• **What the exercise asks**:
Copy out the article on falling GP numbers word for word, from its headline to its final quotation.

• **Source passage**:
GP numbers drop by 1,000 over the last year as pressure and cash concerns rise

GP numbers have fallen by around 1,200 in the last year despite the government’s pledge in 2015 to bring in another 5,000 practitioners.

Official figures from NHS Digital show a 3.5% fall since September 2016 – from 34,495 full-time equivalent GPs to 33,302 in September this year.

High pressure and low funding to the health sector are being blamed for the drop, as concerns rise among fears a fifth of GPs could leave after Brexit.

NHS Digital also warns this overall figure is artificially inflated by changes in how numbers are reported which saw the figure increase by 300.

Professor Helen Stokes-Lampard, chair of the Royal College of GPs (RCGP), said staff were “gravely concerned” by the numbers and were desperate for progress to be made.

“We understand that change takes time, but we desperately need more family doctors, and we need them sooner rather than later,” she commented.

• **Record extracts**:
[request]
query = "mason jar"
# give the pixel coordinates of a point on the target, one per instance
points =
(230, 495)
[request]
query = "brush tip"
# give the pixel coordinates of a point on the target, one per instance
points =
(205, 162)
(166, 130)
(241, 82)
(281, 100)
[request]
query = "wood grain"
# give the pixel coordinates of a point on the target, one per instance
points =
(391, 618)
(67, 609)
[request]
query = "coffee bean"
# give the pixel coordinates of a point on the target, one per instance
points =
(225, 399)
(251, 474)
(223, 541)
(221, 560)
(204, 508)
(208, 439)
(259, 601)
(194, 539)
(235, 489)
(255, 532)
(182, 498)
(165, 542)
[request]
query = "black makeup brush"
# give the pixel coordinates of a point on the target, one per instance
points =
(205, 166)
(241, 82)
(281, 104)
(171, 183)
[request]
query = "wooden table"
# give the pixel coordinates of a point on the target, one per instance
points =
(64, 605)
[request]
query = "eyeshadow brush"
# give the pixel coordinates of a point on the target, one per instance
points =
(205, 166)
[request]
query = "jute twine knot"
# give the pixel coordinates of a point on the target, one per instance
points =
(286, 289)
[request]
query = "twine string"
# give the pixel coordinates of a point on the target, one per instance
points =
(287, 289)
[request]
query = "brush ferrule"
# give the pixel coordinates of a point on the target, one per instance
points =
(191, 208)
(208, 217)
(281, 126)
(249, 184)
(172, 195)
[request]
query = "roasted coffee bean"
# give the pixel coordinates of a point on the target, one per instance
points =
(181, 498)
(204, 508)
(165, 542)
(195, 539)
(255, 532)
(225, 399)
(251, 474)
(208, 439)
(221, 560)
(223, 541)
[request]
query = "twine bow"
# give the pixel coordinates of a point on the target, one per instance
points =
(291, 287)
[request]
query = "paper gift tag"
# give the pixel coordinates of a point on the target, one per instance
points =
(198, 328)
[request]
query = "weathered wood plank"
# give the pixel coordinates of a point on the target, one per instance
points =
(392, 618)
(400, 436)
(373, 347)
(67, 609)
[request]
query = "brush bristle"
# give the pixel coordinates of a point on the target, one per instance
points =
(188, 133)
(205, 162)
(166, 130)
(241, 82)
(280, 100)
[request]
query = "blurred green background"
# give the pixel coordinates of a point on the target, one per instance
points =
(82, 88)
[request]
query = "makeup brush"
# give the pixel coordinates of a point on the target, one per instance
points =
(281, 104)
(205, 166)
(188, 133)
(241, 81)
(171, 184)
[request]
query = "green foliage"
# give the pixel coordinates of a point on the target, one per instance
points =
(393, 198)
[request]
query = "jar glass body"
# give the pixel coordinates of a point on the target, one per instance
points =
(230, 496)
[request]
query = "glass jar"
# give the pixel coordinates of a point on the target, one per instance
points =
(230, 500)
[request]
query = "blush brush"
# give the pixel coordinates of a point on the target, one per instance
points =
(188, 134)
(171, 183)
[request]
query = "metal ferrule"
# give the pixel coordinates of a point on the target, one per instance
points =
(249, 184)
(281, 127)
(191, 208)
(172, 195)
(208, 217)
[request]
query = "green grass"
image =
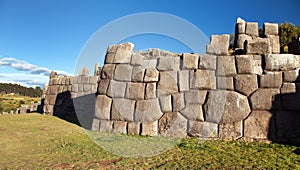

• **Response**:
GP numbers drop by 1,000 over the last year as pressure and cash concerns rise

GP numbers have fallen by around 1,200 in the last year despite the government’s pledge in 2015 to bring in another 5,000 practitioners.

Official figures from NHS Digital show a 3.5% fall since September 2016 – from 34,495 full-time equivalent GPs to 33,302 in September this year.

High pressure and low funding to the health sector are being blamed for the drop, as concerns rise among fears a fifth of GPs could leave after Brexit.

NHS Digital also warns this overall figure is artificially inflated by changes in how numbers are reported which saw the figure increase by 300.

Professor Helen Stokes-Lampard, chair of the Royal College of GPs (RCGP), said staff were “gravely concerned” by the numbers and were desperate for progress to be made.

“We understand that change takes time, but we desperately need more family doctors, and we need them sooner rather than later,” she commented.